▸ **BRIEF**: Reproduce the material below without any change, starting at its first line and ending at the line that contains "[(169, 84)]", with both of those lines included.

▸ **MATERIAL**:
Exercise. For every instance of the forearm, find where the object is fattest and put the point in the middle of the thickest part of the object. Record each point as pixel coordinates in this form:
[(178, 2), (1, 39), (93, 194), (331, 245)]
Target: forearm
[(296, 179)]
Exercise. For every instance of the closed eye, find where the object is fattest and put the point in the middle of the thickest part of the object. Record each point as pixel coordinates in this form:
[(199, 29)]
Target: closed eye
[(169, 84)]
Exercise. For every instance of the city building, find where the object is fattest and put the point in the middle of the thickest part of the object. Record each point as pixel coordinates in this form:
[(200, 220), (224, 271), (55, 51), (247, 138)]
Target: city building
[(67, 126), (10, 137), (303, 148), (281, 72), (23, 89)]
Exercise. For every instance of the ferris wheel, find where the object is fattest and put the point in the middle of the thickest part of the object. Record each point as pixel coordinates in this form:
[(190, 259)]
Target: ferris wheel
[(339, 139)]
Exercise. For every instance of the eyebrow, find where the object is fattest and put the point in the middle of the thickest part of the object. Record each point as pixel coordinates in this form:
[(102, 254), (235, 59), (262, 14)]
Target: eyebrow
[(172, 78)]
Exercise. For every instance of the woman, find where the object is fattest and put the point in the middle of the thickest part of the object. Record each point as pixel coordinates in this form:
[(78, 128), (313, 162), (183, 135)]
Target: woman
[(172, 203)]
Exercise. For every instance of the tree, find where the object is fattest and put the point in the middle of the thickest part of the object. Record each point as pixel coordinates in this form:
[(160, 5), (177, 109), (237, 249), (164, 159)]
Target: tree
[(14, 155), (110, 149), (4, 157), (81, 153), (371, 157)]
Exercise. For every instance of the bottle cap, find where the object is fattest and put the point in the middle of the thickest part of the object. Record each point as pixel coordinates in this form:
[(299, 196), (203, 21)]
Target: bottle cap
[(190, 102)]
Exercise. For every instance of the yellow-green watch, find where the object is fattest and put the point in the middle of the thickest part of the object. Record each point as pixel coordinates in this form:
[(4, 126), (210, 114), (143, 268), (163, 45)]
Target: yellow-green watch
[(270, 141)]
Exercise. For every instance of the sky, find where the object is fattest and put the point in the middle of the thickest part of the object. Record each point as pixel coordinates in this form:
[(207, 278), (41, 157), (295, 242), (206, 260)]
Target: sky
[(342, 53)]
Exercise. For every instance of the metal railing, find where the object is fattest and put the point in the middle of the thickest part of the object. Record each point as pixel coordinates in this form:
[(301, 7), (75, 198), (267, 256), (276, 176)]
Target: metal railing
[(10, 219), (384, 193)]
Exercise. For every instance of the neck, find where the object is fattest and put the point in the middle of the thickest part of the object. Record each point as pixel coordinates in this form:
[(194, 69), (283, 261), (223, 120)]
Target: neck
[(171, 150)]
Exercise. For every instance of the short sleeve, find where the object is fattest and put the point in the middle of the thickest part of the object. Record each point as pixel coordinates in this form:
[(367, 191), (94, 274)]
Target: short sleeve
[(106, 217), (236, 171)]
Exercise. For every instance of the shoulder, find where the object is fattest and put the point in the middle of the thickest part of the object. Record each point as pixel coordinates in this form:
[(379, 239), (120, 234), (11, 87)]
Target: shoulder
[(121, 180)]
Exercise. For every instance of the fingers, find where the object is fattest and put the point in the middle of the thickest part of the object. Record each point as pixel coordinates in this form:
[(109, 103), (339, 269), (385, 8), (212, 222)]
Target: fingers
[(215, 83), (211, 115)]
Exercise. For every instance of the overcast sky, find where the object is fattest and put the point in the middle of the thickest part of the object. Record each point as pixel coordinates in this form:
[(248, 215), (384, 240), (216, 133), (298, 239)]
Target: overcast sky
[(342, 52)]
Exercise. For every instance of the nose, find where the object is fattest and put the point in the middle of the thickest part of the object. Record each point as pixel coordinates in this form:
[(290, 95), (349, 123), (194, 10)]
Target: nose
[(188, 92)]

▸ **WORKED SOLUTION**:
Exercise. For every instance of the forearm, find where the object is fattest and put the point in the middle of the thickest part of the object. Record each point as pixel coordinates in this form:
[(178, 2), (1, 39), (93, 194), (331, 245)]
Target: forearm
[(296, 179)]
Exercise. For every instance of the closed eye, find where the object is fattest and put the point in the middle of the thickest part of the object. Record each point as pixel coordinates in this form:
[(199, 29)]
Target: closed eye
[(169, 84)]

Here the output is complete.